__EXERCISE OBJECTIVE__. Look through the data below for the line with "117L558 119L553 111L547", and transcribe it exactly together with each line after it up to and including the line with "116L548 104L537 117L526". Give nothing else.

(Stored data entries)
+++++
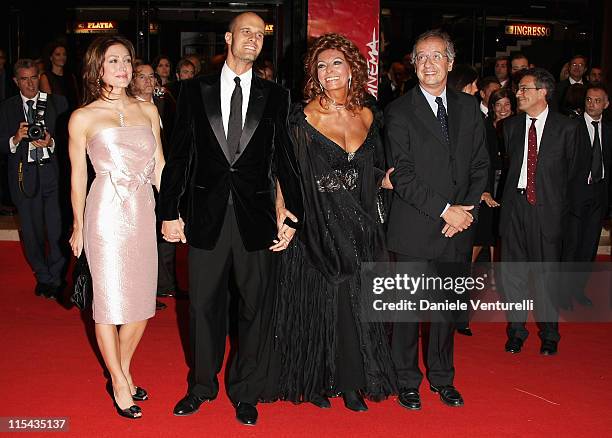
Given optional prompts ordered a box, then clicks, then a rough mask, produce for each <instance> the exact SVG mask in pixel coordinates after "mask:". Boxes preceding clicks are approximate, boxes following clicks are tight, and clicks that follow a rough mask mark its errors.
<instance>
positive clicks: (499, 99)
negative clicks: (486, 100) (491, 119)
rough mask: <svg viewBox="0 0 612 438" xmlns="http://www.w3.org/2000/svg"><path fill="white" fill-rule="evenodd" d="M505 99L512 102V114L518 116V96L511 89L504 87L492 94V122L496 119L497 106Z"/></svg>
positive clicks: (489, 116)
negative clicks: (495, 112)
mask: <svg viewBox="0 0 612 438" xmlns="http://www.w3.org/2000/svg"><path fill="white" fill-rule="evenodd" d="M504 98H507V99H508V100H509V101H510V108H511V109H512V114H516V96H515V95H514V93H513V92H512V90H511V89H509V88H506V87H504V88H500V89H499V90H497V91H495V92H494V93H493V94H491V97H489V117H490V118H491V119H492V120H494V119H495V104H496V103H497V102H498V101H500V100H502V99H504Z"/></svg>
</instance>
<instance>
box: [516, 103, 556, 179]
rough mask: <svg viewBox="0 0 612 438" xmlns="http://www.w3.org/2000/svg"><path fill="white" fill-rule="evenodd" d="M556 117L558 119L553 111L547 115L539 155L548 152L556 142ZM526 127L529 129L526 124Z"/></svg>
mask: <svg viewBox="0 0 612 438" xmlns="http://www.w3.org/2000/svg"><path fill="white" fill-rule="evenodd" d="M555 119H556V116H555V113H553V112H552V111H549V113H548V116H547V117H546V123H544V131H543V132H542V139H541V140H540V147H539V148H538V157H540V156H542V154H543V153H547V152H548V149H549V148H550V147H551V146H550V145H552V144H554V142H553V135H554V132H555V125H556V120H555ZM525 129H527V127H526V126H525ZM524 132H525V130H523V133H524ZM523 136H524V134H523ZM523 140H524V138H523ZM523 144H524V141H523ZM536 173H537V167H536Z"/></svg>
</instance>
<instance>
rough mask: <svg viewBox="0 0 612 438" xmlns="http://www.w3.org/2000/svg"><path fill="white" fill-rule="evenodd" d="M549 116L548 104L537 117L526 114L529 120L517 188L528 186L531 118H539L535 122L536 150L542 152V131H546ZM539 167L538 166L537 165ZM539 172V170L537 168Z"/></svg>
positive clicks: (531, 118) (526, 118)
mask: <svg viewBox="0 0 612 438" xmlns="http://www.w3.org/2000/svg"><path fill="white" fill-rule="evenodd" d="M547 117H548V105H547V106H546V108H544V111H542V112H541V113H540V114H538V115H537V116H535V117H531V116H530V115H529V114H525V119H526V120H527V123H526V125H527V126H526V127H525V147H524V151H523V166H522V167H521V176H520V177H519V183H518V186H517V188H519V189H525V188H527V152H528V149H529V128H530V127H531V119H533V118H535V119H537V120H536V122H535V128H536V135H537V138H538V140H537V143H536V150H537V151H538V152H540V142H541V141H542V132H544V125H545V124H546V118H547ZM536 169H537V167H536ZM536 172H537V170H536Z"/></svg>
+++++
__YOUR RESPONSE__.
rough mask: <svg viewBox="0 0 612 438" xmlns="http://www.w3.org/2000/svg"><path fill="white" fill-rule="evenodd" d="M556 117L558 119L553 111L547 115L539 155L548 152L556 142ZM526 127L529 129L526 124Z"/></svg>
mask: <svg viewBox="0 0 612 438" xmlns="http://www.w3.org/2000/svg"><path fill="white" fill-rule="evenodd" d="M555 119H556V116H555V113H553V112H552V111H549V113H548V116H547V117H546V123H544V131H543V132H542V139H541V140H540V147H539V148H538V157H540V156H542V154H543V153H547V152H548V149H549V148H550V147H551V146H550V145H552V144H554V142H553V135H554V132H555V125H556V120H555ZM525 129H527V127H526V126H525ZM524 132H525V130H523V133H524ZM523 136H524V134H523ZM523 140H524V138H523ZM523 144H524V141H523ZM536 173H537V167H536Z"/></svg>
</instance>
<instance>
rough mask: <svg viewBox="0 0 612 438" xmlns="http://www.w3.org/2000/svg"><path fill="white" fill-rule="evenodd" d="M549 116L548 104L537 117L526 114L529 120L517 188L528 186L531 118H539L535 122L536 150L542 152V131H546ZM539 167L538 166L537 165ZM539 172V170L537 168Z"/></svg>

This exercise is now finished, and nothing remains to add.